**Stated goal:**
Can you rewrite the records as a numbered list, starting at their first line and going on through the line containing "POLYGON ((133 53, 133", with both of those lines included and any blank lines left out?
## start Data for this exercise
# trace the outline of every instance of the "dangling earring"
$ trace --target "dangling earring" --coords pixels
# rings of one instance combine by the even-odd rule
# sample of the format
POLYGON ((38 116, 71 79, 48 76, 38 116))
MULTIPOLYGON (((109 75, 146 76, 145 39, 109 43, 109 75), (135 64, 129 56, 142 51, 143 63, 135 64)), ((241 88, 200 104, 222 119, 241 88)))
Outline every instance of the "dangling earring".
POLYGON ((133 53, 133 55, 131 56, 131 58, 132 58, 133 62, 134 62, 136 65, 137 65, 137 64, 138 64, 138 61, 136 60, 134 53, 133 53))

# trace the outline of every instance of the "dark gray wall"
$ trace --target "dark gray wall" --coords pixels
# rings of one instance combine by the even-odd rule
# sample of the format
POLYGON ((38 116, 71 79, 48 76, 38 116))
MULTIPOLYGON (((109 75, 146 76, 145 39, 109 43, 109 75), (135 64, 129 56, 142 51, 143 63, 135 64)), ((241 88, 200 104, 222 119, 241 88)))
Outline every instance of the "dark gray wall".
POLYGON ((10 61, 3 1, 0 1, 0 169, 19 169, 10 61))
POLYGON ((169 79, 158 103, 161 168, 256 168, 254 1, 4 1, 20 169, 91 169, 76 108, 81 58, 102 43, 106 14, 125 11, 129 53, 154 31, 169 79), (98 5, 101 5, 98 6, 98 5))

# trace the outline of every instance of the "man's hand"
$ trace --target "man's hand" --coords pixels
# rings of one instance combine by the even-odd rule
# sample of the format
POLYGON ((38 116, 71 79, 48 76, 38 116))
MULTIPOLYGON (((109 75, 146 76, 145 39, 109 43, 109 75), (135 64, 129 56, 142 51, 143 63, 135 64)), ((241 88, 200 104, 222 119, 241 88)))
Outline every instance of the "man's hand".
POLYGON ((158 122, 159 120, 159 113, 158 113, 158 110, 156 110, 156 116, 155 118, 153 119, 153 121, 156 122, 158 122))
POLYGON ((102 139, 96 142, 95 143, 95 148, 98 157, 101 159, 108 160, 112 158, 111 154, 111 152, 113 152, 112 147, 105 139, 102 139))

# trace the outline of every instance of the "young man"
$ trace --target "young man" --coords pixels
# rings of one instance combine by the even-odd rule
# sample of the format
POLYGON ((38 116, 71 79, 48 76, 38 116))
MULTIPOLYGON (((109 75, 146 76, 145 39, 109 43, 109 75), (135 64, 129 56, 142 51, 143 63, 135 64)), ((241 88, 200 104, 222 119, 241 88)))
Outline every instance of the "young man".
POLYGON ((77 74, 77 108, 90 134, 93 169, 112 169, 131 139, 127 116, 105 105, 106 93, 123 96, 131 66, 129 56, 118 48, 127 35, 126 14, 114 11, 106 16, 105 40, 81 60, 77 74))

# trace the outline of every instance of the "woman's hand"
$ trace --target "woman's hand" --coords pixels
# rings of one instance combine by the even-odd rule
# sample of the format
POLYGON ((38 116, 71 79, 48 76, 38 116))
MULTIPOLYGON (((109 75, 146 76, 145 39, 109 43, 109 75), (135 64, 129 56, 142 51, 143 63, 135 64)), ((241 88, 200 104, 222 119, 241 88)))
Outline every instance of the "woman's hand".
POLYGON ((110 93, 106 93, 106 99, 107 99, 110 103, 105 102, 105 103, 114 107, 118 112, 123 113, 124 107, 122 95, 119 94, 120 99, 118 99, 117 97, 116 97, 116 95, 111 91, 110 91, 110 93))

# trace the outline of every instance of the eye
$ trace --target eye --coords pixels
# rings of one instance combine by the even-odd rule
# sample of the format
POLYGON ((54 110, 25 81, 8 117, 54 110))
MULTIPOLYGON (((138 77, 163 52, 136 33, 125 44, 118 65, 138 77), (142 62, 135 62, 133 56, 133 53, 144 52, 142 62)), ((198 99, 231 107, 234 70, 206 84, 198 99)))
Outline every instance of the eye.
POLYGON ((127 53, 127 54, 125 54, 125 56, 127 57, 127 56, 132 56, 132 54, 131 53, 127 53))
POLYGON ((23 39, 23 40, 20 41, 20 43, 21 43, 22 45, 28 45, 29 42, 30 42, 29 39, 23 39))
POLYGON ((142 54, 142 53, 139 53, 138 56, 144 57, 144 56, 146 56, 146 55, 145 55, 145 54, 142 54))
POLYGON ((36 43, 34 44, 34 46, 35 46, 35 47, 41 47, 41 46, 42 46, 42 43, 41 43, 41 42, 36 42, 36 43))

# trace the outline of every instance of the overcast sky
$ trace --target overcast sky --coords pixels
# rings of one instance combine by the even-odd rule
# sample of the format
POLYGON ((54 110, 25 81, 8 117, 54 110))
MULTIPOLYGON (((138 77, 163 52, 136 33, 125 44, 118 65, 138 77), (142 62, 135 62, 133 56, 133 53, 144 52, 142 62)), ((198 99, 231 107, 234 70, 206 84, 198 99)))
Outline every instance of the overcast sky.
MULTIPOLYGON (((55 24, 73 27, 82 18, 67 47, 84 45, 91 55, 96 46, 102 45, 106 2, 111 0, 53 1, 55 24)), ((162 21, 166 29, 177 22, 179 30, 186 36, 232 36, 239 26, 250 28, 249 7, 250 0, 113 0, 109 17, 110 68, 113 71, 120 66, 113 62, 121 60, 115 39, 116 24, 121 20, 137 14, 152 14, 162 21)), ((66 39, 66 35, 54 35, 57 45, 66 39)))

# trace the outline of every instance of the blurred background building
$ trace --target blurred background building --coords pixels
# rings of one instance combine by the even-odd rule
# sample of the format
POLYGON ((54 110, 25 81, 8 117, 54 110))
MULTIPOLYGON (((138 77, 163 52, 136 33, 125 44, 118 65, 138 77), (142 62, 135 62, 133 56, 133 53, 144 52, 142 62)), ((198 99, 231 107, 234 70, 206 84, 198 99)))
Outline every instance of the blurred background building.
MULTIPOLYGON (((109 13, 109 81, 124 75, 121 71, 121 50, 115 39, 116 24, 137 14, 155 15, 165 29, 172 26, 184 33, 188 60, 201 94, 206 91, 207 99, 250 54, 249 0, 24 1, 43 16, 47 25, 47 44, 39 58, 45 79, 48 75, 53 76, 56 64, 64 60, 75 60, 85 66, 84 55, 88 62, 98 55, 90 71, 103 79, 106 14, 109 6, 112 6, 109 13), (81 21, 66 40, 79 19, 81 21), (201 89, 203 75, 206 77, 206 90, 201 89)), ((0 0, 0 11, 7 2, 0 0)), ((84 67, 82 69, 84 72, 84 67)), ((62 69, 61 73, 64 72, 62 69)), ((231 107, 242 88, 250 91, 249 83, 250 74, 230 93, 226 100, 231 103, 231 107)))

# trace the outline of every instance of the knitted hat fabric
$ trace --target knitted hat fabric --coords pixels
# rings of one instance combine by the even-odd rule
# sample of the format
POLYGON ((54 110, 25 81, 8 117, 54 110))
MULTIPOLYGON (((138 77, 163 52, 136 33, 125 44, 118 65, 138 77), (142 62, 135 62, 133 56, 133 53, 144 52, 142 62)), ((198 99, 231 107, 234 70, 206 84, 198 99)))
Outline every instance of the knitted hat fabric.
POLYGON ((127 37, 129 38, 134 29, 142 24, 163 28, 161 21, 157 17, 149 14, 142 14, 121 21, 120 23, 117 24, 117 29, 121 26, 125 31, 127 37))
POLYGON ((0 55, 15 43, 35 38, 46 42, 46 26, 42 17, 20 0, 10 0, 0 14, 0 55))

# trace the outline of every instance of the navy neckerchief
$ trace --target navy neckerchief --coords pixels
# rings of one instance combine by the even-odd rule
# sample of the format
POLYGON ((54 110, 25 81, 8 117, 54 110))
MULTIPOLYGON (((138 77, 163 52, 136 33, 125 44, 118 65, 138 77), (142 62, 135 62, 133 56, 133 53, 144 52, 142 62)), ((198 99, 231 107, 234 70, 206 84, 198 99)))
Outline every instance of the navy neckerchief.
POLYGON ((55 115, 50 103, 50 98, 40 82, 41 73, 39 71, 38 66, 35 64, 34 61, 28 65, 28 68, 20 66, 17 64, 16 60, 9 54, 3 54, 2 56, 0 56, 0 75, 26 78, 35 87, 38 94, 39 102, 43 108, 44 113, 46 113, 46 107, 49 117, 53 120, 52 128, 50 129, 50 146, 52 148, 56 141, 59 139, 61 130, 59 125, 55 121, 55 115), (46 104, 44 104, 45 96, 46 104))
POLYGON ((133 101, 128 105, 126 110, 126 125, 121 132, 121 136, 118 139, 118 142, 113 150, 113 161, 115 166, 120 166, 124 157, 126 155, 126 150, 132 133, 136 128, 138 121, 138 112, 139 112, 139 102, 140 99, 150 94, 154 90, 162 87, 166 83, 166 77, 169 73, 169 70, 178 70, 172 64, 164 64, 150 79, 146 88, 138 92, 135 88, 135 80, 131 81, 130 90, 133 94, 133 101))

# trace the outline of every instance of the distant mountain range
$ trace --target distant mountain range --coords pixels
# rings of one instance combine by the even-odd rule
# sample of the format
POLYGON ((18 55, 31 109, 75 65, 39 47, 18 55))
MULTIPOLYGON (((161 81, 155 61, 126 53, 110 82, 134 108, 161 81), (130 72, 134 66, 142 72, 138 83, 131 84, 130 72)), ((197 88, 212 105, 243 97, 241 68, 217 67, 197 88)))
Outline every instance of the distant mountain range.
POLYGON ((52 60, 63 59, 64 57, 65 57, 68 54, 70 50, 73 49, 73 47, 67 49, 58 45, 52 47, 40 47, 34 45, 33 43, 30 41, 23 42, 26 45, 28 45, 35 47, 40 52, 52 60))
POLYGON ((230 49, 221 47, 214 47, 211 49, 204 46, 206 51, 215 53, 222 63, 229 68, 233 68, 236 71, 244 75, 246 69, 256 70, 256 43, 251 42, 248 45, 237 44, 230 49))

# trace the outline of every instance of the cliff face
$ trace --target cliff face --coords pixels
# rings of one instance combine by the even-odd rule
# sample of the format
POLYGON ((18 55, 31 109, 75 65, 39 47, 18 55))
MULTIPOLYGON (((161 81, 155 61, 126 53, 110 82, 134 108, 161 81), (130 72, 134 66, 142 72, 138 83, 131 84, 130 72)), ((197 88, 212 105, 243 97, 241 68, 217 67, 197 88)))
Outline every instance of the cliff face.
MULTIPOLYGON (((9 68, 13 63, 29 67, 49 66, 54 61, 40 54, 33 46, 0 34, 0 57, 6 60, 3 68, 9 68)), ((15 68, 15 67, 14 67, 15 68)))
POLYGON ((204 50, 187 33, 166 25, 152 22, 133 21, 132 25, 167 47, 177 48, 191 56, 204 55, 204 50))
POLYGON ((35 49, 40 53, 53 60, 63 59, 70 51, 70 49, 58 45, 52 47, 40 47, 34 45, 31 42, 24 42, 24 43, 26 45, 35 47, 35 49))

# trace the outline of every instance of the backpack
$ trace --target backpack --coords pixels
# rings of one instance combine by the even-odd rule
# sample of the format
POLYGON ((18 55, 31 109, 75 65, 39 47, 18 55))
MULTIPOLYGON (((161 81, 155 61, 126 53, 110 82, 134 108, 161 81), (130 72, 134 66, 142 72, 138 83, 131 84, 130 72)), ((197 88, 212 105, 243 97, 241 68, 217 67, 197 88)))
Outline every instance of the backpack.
## end Data for this exercise
**Reply:**
1. # trace the outline of every instance of the "dangling earring"
2. $ trace --target "dangling earring" --coords pixels
3. # rings of one instance combine by the even-odd rule
4. # sample of the format
5. POLYGON ((38 116, 71 79, 48 76, 38 116))
6. MULTIPOLYGON (((109 75, 146 76, 145 39, 109 43, 109 75), (135 64, 129 56, 142 51, 143 63, 135 64)), ((241 88, 200 104, 222 119, 241 88)))
7. Outline every instance of the "dangling earring".
8. POLYGON ((133 53, 133 55, 131 56, 131 58, 132 58, 133 62, 134 62, 136 65, 137 65, 137 64, 138 64, 138 61, 136 60, 134 53, 133 53))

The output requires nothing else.